Thursday, January 10, 2019

A CSEP (Certified Special Events Professional) designation reflects the caliber and skills of industry experts worldwide. The program was developed to not only elevate industry standards, but also to advance the careers of practitioners in a competitive events landscape.

As part of our Straight from a CSEP series, we started asking current CSEPs about the long-term career benefits of their designations. Today, Jeff Hudson, CSEP,  — ILEA member and one of only two CSEP DJs — shows us the value of the CSEP for events service providers.

Why did you decide to attain your CSEP?

Jeff Hudson, CSEP (JH): I wanted to show event planners and other event professionals that I get what they go through. I see the big picture — that a DJ or A/V person can have valuable input, and an entertainer with a broad view is a benefit to their events. I also wanted to be a voice for the industry. Being a designated professional helps my voice be heard.

How does your CSEP designation help you professionally? Can you provide specific examples?

JH: Having my CSEP has brought me closer to my fellow ILEA members. Many are curious about the certification process and ask questions. This helps me connect when I network and seek job opportunities. With potential clients, I sometimes mention that I am only one of two DJs in the world with their CSEP designation. It gets their attention. If they are a professional with a designation in their field (law, psychology, etc.), it further adds respect and credibility.

How have you worked with other ILEA members and/or CSEPS?

JH: I have worked with CSEPs and ILEA members on our local chapter board, in committees and at events. In particular, I was the VP of Communications for ILEA Austin last year and there were two other CSEPs on the board. I now help our chapter committees that involve other CSEPs. I have also worked as a DJ with planners, caterers, designers and other service providers who have their CSEP. With over 15 CSEPs in the Austin area, there are plenty of opportunities to work together!

What advice would you give to other vendors in the live events industry who may be considering a CSEP designation?

JH: Soak it all up. Attend educational meetings and conferences; read articles on ILEA Experience and event blogs; pay attention to other vendors at events; be interested in your fellow vendors' daily work; and ask questions. To prepare for the CSEP exam, I had to imagine myself in the shoes of planners and other vendors. It was a great exercise in professional empathy that has benefited me more than having the designation itself. Pass or fail, you are a better event professional simply by going through the process. Dare greatly, my friends.

Can you share any entertainment trends that you think will influence live events this year?

JH: I am not sure if this will take effect this year, but I can see entertainment requests taking one of two paths in the near future, perhaps at the same time but for different events. First, I can see some clients wishing to simplify in reaction to an overstimulating technological world and a weakening economy. This would look like a single stage and single point of attention for the audience. Second, I can see some clients wanting to diversify entertainment and give their guests a choose-your-own-adventure type of experience with multiple rooms and different interactions such as a dance floor, karaoke, photo booths, virtual reality, cooking classes, team building, etc. all at the same time in different rooms or stages. This feeds the modern desire for immediate gratification. It will be up to the event professional to help clients decide on the best path for their events.

*The input*.

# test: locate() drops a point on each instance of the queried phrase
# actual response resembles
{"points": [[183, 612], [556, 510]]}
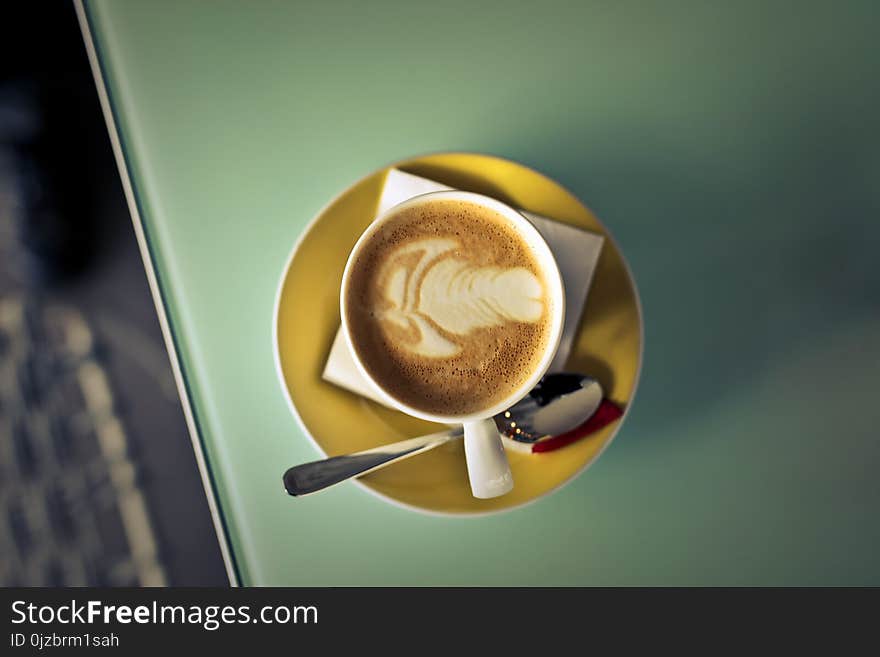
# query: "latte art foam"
{"points": [[447, 308], [454, 295]]}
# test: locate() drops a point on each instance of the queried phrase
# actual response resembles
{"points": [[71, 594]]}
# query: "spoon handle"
{"points": [[311, 477]]}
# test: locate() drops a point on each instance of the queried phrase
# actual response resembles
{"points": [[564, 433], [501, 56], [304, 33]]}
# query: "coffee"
{"points": [[447, 307]]}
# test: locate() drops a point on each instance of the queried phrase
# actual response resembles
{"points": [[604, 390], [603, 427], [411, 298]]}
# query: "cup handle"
{"points": [[488, 469]]}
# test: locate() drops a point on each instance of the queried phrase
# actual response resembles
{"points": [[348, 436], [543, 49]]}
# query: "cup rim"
{"points": [[551, 272]]}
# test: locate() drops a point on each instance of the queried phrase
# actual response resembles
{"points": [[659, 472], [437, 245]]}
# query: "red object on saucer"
{"points": [[607, 413]]}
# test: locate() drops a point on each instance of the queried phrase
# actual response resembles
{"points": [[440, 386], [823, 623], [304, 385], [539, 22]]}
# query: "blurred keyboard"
{"points": [[71, 509]]}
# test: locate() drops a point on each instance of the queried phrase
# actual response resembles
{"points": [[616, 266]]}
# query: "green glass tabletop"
{"points": [[732, 148]]}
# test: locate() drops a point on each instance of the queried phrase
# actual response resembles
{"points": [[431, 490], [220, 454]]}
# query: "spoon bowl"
{"points": [[558, 403]]}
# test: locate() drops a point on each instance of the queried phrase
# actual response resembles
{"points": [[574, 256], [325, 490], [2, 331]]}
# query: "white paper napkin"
{"points": [[576, 252]]}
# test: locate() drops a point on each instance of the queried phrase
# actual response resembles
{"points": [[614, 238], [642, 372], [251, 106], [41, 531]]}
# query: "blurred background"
{"points": [[98, 482]]}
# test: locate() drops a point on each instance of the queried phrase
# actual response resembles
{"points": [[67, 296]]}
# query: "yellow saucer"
{"points": [[608, 344]]}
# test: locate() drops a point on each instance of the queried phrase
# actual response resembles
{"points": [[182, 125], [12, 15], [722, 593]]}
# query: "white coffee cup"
{"points": [[488, 469]]}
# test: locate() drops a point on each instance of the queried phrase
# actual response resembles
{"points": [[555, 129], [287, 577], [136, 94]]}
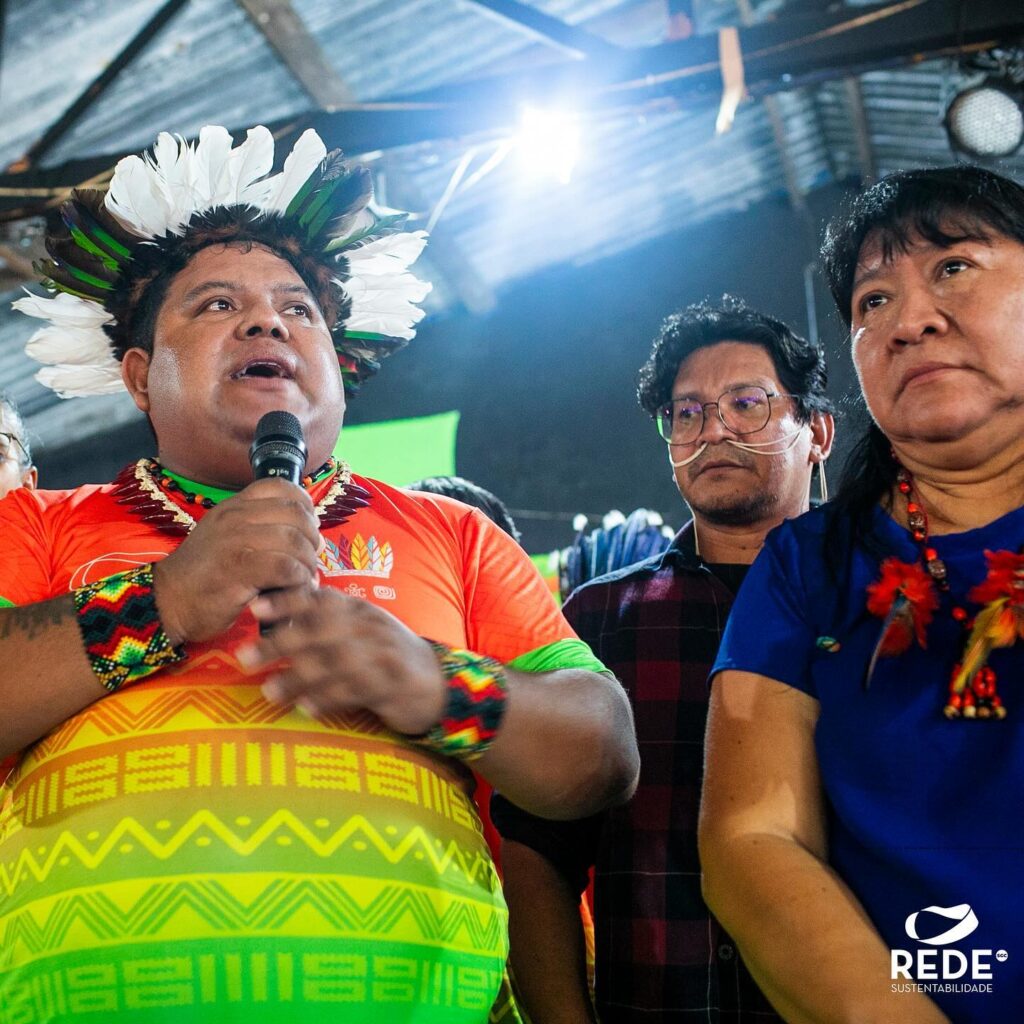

*Request 1*. Count the lines in the records that contain the string "blurred" and reply with only that number.
*Request 2*. Please proceed with the CSEP interview text, starting right after its final sentence.

*Result 1*. 2

*Result 2*.
How do you ensure that the employees and representatives at your company — Spacecraft Entertainment — meet professional events standards?

JH: Any business venture is a risk and, therefore, ensuring is not possible, especially when it comes to your employees’ behavior. The first steps in striving for professional events standards is to create standard operating procedures, be sure your employees read and understand them, and be a model for those standards yourself. If you don’t uphold the standards, then you don’t have the ground to ask your employees to uphold them. Some behaviors cannot be changed in the work environment. Therefore, it is essential to implement questions and tests related to your standards throughout the hiring process. Anyone showing signs of resistance to your ethics or procedures is not the candidate you’re looking for.

What advice would you give to vendors working with events planners and producers?

JH: I would advise to get to know their style and treat them like a client. Every planner and producer has different expectations when it comes to production input, communication and event execution. Understanding their style goes a long way to making your part of the event a success. Some love to hear vendor ideas and communicate often. Others like to keep it simple and minimize interactions. If you’re unsure if something is OK, ask them.

Would you recommend that other entertainment professionals seek a CSEP certification? Why or why not?

JH: It would depend on the individual’s goals. For example, if they are a side person in a band who wants to focus on their craft, then I wouldn’t recommend it. However, if they work at an entertainment agency or interact often with planners and provide creative input for events, I absolutely recommend it. The broader the focus of the entertainment professional, the more likely I would recommend the CSEP designation.

Photo from Spacecraft Entertainment

Jeff Hudson, CSEP, is the owner and DJ at Spacecraft Entertainment. He received a degree in music from DePauw University where he studied classical and jazz. He then performed over 2,000 shows as a bassist on cruise ships and cover bands including The Spazmatics, an ’80s tribute band. His creative and entrepreneurial spirit led him to learning the craft of DJing and forming Spacecraft in 2009. Jeff has since DJ’d over 200 weddings and for corporate clients such as Apple, Facebook, Visa, Soylent and Uber. Spacecraft now has six DJs on staff and provides additional services such as A/V, karaoke and lighting.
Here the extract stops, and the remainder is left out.